** EXERCISE **
Please output every line of the records below as a JSON list of strings, one string per line, with blank lines left out. Leave the pictures out of your answer.
═════ DATA SECTION ═════
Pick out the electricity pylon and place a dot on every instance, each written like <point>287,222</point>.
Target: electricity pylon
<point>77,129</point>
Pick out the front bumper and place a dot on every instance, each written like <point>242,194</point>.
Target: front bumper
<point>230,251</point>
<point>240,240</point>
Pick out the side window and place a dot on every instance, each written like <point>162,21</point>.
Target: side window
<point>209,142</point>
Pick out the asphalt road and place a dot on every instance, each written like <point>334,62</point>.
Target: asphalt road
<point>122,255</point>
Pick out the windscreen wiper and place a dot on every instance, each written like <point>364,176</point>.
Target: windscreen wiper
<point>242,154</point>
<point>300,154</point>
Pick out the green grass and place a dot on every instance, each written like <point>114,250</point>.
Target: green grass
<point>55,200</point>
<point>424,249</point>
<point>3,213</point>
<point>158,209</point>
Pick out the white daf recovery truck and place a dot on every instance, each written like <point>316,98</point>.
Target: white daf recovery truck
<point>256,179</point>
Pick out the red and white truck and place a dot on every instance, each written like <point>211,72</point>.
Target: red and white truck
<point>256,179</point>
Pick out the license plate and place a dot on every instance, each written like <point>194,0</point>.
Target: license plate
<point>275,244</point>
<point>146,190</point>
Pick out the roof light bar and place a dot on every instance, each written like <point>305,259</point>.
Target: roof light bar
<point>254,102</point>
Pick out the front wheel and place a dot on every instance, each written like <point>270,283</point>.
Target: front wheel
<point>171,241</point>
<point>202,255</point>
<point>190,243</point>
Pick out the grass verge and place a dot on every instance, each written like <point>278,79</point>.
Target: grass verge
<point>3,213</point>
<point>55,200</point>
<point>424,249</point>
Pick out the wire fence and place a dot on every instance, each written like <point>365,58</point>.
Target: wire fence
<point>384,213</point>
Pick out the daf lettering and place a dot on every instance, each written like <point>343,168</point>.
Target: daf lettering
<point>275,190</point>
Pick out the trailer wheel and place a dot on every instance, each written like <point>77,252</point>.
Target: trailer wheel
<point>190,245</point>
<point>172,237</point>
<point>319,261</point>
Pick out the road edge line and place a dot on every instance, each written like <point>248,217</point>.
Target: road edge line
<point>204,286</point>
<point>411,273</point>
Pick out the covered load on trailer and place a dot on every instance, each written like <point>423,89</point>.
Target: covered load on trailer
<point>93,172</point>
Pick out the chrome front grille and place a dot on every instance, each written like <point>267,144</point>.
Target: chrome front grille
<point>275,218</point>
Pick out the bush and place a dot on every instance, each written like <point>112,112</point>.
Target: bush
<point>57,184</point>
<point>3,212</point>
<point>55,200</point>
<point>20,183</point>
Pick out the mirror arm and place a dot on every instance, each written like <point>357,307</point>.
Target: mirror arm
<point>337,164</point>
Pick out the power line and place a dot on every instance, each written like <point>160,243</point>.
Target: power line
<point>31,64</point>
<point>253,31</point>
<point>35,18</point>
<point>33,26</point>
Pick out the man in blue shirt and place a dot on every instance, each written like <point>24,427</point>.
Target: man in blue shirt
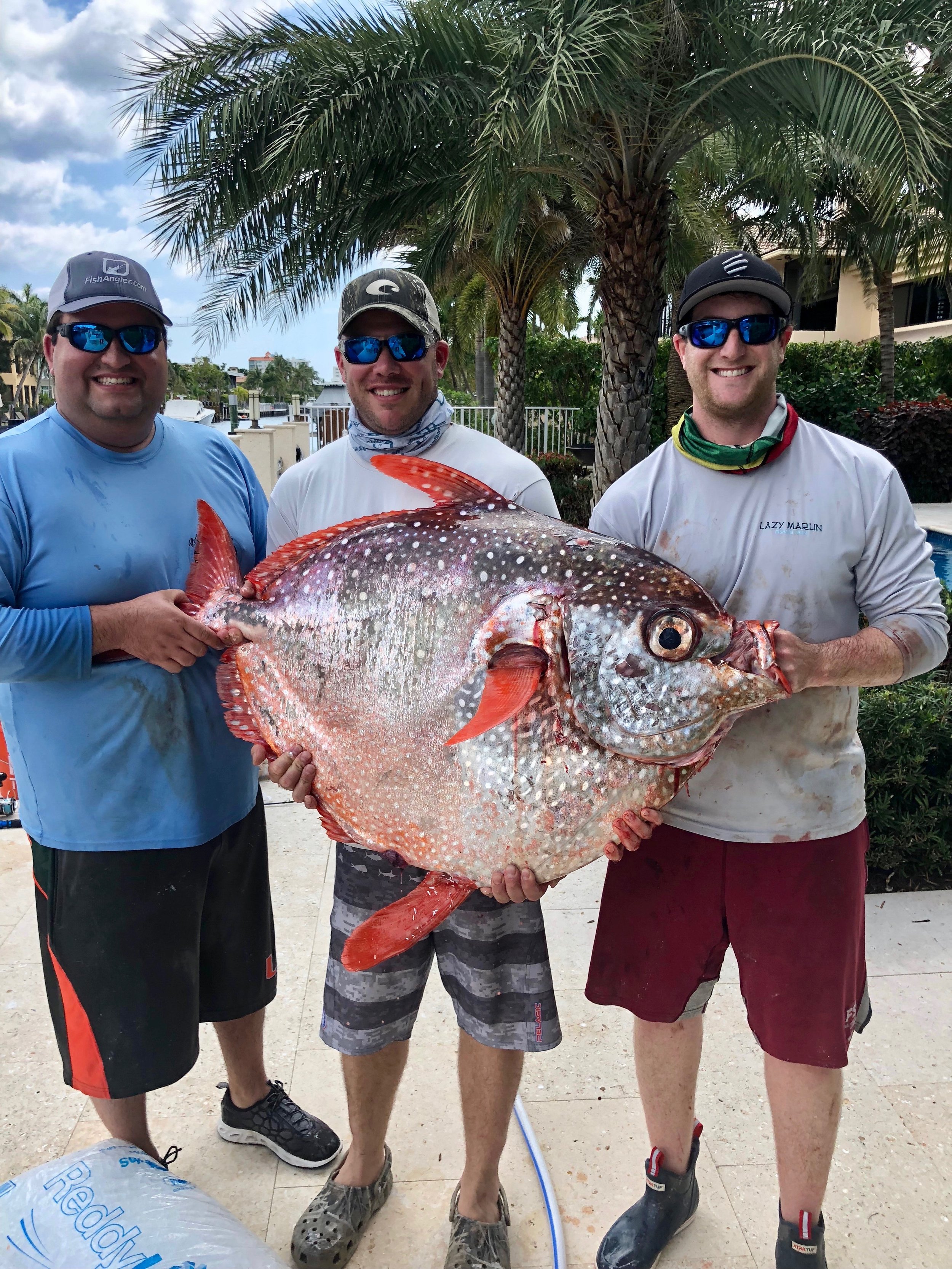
<point>150,854</point>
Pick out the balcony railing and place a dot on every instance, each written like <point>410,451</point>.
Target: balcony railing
<point>549,428</point>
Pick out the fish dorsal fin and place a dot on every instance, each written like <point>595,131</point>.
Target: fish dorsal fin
<point>436,480</point>
<point>267,573</point>
<point>215,567</point>
<point>399,926</point>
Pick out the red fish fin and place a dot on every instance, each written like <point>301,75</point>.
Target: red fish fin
<point>399,926</point>
<point>215,565</point>
<point>512,678</point>
<point>238,711</point>
<point>436,480</point>
<point>277,564</point>
<point>331,825</point>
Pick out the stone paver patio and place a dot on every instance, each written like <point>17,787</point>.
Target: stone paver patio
<point>891,1186</point>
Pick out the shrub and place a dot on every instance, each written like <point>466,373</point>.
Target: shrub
<point>907,733</point>
<point>917,438</point>
<point>570,485</point>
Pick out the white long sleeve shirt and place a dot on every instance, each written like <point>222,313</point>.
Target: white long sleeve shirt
<point>337,485</point>
<point>811,540</point>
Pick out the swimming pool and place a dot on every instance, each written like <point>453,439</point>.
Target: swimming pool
<point>942,555</point>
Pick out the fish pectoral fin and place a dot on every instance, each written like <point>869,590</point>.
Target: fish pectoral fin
<point>238,710</point>
<point>436,480</point>
<point>215,565</point>
<point>398,927</point>
<point>512,678</point>
<point>334,830</point>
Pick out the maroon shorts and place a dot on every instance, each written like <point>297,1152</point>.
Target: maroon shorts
<point>792,911</point>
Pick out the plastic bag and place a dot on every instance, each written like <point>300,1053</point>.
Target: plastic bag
<point>113,1207</point>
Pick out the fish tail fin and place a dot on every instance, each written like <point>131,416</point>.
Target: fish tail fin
<point>239,716</point>
<point>436,480</point>
<point>402,924</point>
<point>215,567</point>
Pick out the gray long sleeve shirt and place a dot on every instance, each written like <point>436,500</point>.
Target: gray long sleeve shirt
<point>811,540</point>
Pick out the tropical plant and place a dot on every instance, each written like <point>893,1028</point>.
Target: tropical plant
<point>273,182</point>
<point>29,325</point>
<point>530,253</point>
<point>8,313</point>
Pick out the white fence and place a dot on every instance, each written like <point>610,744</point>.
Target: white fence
<point>549,428</point>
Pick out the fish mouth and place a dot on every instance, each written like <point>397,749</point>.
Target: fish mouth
<point>752,651</point>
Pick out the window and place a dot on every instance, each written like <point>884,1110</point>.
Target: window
<point>819,314</point>
<point>920,302</point>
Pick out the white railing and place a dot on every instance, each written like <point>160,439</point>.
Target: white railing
<point>549,428</point>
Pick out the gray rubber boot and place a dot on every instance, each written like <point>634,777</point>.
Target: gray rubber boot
<point>800,1245</point>
<point>329,1231</point>
<point>474,1245</point>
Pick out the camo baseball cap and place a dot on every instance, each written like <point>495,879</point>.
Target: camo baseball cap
<point>733,272</point>
<point>395,290</point>
<point>99,278</point>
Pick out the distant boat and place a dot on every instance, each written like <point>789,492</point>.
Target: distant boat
<point>195,412</point>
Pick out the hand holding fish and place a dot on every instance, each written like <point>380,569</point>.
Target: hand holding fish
<point>153,629</point>
<point>633,828</point>
<point>865,660</point>
<point>294,772</point>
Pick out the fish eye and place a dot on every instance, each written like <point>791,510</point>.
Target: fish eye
<point>672,636</point>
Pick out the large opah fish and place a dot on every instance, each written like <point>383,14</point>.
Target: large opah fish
<point>479,685</point>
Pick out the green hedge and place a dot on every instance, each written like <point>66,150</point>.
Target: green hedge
<point>572,487</point>
<point>907,733</point>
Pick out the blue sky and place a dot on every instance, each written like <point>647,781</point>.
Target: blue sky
═════
** WRITTEN ANSWER **
[
  "Pick out the electricity pylon and place a dot on every instance, each written like <point>287,222</point>.",
  "Target: electricity pylon",
  "<point>77,129</point>",
  "Pick out the front bumper and place a dot on every instance, each written like <point>242,194</point>.",
  "Target: front bumper",
  "<point>230,251</point>",
  "<point>240,240</point>",
  "Pick out the side window and place a dot on every instance, each written like <point>162,21</point>.",
  "Target: side window",
  "<point>209,142</point>",
  "Pick out the asphalt road and place a dot on every instance, each written like <point>334,62</point>.",
  "Target: asphalt road",
  "<point>122,255</point>",
  "Pick out the windscreen wiper and place a dot on every instance, each written like <point>364,176</point>.",
  "Target: windscreen wiper",
  "<point>242,154</point>",
  "<point>300,154</point>",
  "Pick out the green grass and place a dot on every instance, each written like <point>114,250</point>.",
  "Target: green grass",
  "<point>55,200</point>",
  "<point>424,249</point>",
  "<point>3,213</point>",
  "<point>158,209</point>",
  "Pick out the white daf recovery truck and place a dot on every instance, each written like <point>316,98</point>.",
  "Target: white daf recovery truck",
  "<point>256,179</point>",
  "Pick out the red and white truck and place a dot on every instance, each written like <point>211,72</point>.",
  "Target: red and white truck",
  "<point>256,179</point>",
  "Pick out the license plate and place a dot on every instance, each written like <point>194,0</point>.",
  "Target: license plate",
  "<point>275,244</point>",
  "<point>146,190</point>",
  "Pick out the roof light bar and place a dot on every instance, each written like <point>305,259</point>.",
  "Target: roof light bar",
  "<point>254,102</point>",
  "Pick out the front wheel and place a dot on every instance, each written like <point>270,283</point>.",
  "Target: front wheel",
  "<point>171,241</point>",
  "<point>202,255</point>",
  "<point>190,243</point>",
  "Pick out the grass verge and place a dot on every instance, each written like <point>278,79</point>.",
  "Target: grass verge",
  "<point>3,213</point>",
  "<point>55,200</point>",
  "<point>424,249</point>",
  "Pick out the wire fence and place a dot on every instance, each written like <point>365,58</point>.",
  "Target: wire fence",
  "<point>384,213</point>",
  "Pick out the daf lettering and place a dot on every instance, each written like <point>343,168</point>.",
  "Target: daf lettering",
  "<point>275,190</point>",
  "Pick out the trailer wheel and place a dot on every instance, each written like <point>77,252</point>.",
  "Target: trailer wheel",
  "<point>190,245</point>",
  "<point>172,237</point>",
  "<point>319,261</point>",
  "Pick out the road edge line and place a dot on every instance, each written like <point>248,217</point>.",
  "Target: road edge line",
  "<point>204,286</point>",
  "<point>411,273</point>",
  "Pick out the covered load on trailer and place a dot on every instance, each written like <point>423,89</point>.",
  "Target: covered load on trailer",
  "<point>93,172</point>",
  "Pick out the chrome front grille and place a dot on every instance, each written like <point>267,144</point>.",
  "Target: chrome front grille",
  "<point>275,218</point>",
  "Pick out the bush and place a dot on every instance, each written like <point>112,112</point>.",
  "Target: bush",
  "<point>57,184</point>",
  "<point>3,212</point>",
  "<point>55,200</point>",
  "<point>20,183</point>",
  "Pick out the mirror arm and place a dot on every instance, each written like <point>357,307</point>.",
  "Target: mirror arm",
  "<point>337,164</point>",
  "Pick out the power line and place a dot on every instance, each written like <point>160,243</point>.",
  "Target: power line",
  "<point>31,64</point>",
  "<point>253,31</point>",
  "<point>35,18</point>",
  "<point>33,26</point>",
  "Pick out the man in blue shirt and place a dot on every instance, each written like <point>24,427</point>.",
  "Target: man in blue shirt",
  "<point>150,854</point>",
  "Pick out the balcony railing and place a dot on every instance, each written like <point>410,451</point>.",
  "Target: balcony railing",
  "<point>549,428</point>",
  "Pick out the fish dorsal fin and place a dot on every instance, each written like <point>595,131</point>.",
  "Target: fish dorsal fin",
  "<point>436,480</point>",
  "<point>267,573</point>",
  "<point>215,567</point>",
  "<point>399,926</point>",
  "Pick out the red fish fin and place a dot on every instance, each written like <point>301,75</point>.",
  "Target: red fish fin",
  "<point>399,926</point>",
  "<point>215,565</point>",
  "<point>512,678</point>",
  "<point>238,711</point>",
  "<point>436,480</point>",
  "<point>277,564</point>",
  "<point>331,825</point>",
  "Pick out the stone paver patio and place a dot on every instance, each written like <point>17,787</point>.",
  "Target: stone paver patio",
  "<point>891,1186</point>",
  "Pick out the shrub and place a dot on every instance, each written like <point>466,373</point>.",
  "Target: shrub",
  "<point>907,733</point>",
  "<point>917,438</point>",
  "<point>570,485</point>",
  "Pick out the white long sleeve shirt and place a dot on every instance, each written like <point>222,313</point>.",
  "Target: white long sleeve shirt",
  "<point>337,485</point>",
  "<point>811,540</point>",
  "Pick out the swimming pool and place a dot on every instance, each written like <point>453,439</point>.",
  "Target: swimming pool",
  "<point>942,555</point>",
  "Pick out the fish pectoral fin and place a dot on every instance, each written like <point>869,590</point>.",
  "Target: fish pectoral fin",
  "<point>238,710</point>",
  "<point>436,480</point>",
  "<point>215,565</point>",
  "<point>398,927</point>",
  "<point>512,678</point>",
  "<point>334,830</point>",
  "Pick out the maroon shorts and place a dot on every instance, each written like <point>297,1152</point>.",
  "Target: maroon shorts",
  "<point>792,911</point>",
  "Pick out the plastic bag and place a dot on every instance, each written like <point>300,1053</point>.",
  "Target: plastic bag",
  "<point>113,1207</point>",
  "Pick out the fish tail fin and place a dot on every instance, each written like <point>131,416</point>.",
  "Target: fish tail fin",
  "<point>239,716</point>",
  "<point>436,480</point>",
  "<point>402,924</point>",
  "<point>215,567</point>",
  "Pick out the gray long sleeve shirt and place a dot on every instance, each written like <point>436,500</point>.",
  "Target: gray long sleeve shirt",
  "<point>811,540</point>",
  "Pick out the tropical plant and place a dot on every instance, each written like <point>893,1028</point>.",
  "Target: tropical plant",
  "<point>273,182</point>",
  "<point>29,325</point>",
  "<point>530,253</point>",
  "<point>8,313</point>",
  "Pick out the white fence and place a dot on every instance, each written like <point>610,744</point>.",
  "Target: white fence",
  "<point>549,428</point>",
  "Pick out the fish mouth and place a dot on every instance, each written like <point>397,749</point>.",
  "Target: fish mouth",
  "<point>752,651</point>",
  "Pick out the window and place a dot on every instance, each written like <point>884,1110</point>.",
  "Target: window",
  "<point>819,314</point>",
  "<point>920,302</point>",
  "Pick out the white railing and place a dot on every instance, each written like <point>160,439</point>.",
  "Target: white railing",
  "<point>549,428</point>",
  "Pick out the gray rubber boot and place a dot on every instance, each written like <point>634,777</point>.",
  "Target: gray rubber boot",
  "<point>800,1245</point>",
  "<point>329,1231</point>",
  "<point>474,1245</point>",
  "Pick out the camo baseball cap and place a dot on every instance, each written like <point>495,879</point>.",
  "Target: camo baseball cap",
  "<point>733,272</point>",
  "<point>395,290</point>",
  "<point>99,278</point>",
  "Pick out the distant boat and place a dot on every instance, each written like <point>789,492</point>.",
  "Target: distant boat",
  "<point>195,412</point>",
  "Pick out the hand holding fish and place a dot on every instance, each written like <point>380,569</point>.",
  "Target: hand holding fish",
  "<point>153,629</point>",
  "<point>633,828</point>",
  "<point>865,660</point>",
  "<point>294,772</point>",
  "Pick out the fish eye and place a dot on every instance, each written like <point>791,510</point>.",
  "Target: fish eye",
  "<point>672,636</point>",
  "Pick out the large opah fish and place a dot on every instance, each written like <point>383,14</point>.",
  "Target: large opah fish",
  "<point>479,685</point>",
  "Pick out the green hedge and place a dot on every instance, each written like <point>66,150</point>.",
  "Target: green hedge",
  "<point>572,487</point>",
  "<point>907,733</point>",
  "Pick out the blue sky and place a dot on every instance, each written like <point>647,781</point>.",
  "Target: blue sky"
]